══ DATA LISTING
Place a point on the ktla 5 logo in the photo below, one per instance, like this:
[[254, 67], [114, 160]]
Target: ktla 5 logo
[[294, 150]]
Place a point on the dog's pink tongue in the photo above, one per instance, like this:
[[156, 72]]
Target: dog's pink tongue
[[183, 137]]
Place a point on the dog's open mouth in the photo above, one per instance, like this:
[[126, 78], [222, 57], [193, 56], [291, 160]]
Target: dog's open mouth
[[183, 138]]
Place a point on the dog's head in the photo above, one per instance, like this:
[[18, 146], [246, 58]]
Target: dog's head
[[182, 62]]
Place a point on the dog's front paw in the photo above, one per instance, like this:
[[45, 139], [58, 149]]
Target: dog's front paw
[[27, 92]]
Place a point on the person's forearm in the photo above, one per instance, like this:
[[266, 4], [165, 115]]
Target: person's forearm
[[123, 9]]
════
══ DATA LISTING
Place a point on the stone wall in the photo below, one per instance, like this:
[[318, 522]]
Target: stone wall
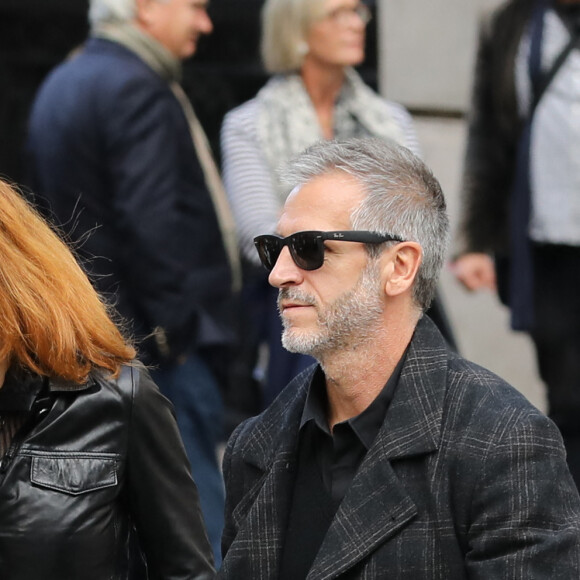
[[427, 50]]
════
══ DATA LISTING
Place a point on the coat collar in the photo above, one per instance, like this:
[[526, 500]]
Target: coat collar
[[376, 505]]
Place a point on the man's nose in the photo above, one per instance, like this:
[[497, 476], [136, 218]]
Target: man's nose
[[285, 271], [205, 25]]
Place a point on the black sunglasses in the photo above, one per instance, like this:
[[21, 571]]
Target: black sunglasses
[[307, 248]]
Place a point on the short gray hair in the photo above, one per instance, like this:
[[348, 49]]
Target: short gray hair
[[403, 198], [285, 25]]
════
▶ [THE TASK]: Please render the lines from the line with "Place a point on the ktla" to the line with "[[183, 137]]", both included, as a Markdown table with a Row column for the row number and a Line column for the line, leaving out blank lines.

▶ [RESULT FOR THIS EXERCISE]:
| Row | Line |
|---|---|
| 1 | Place a point on the ktla 5 logo in the photo below, one per instance, like this: |
| 2 | [[254, 67], [114, 160]] |
| 3 | Target: ktla 5 logo |
| 4 | [[294, 150]] |
| 5 | Place a point on the dog's pink tongue in the photo above, one per instance, like this: |
| 6 | [[156, 72]] |
| 7 | Target: dog's pink tongue |
| 8 | [[183, 137]] |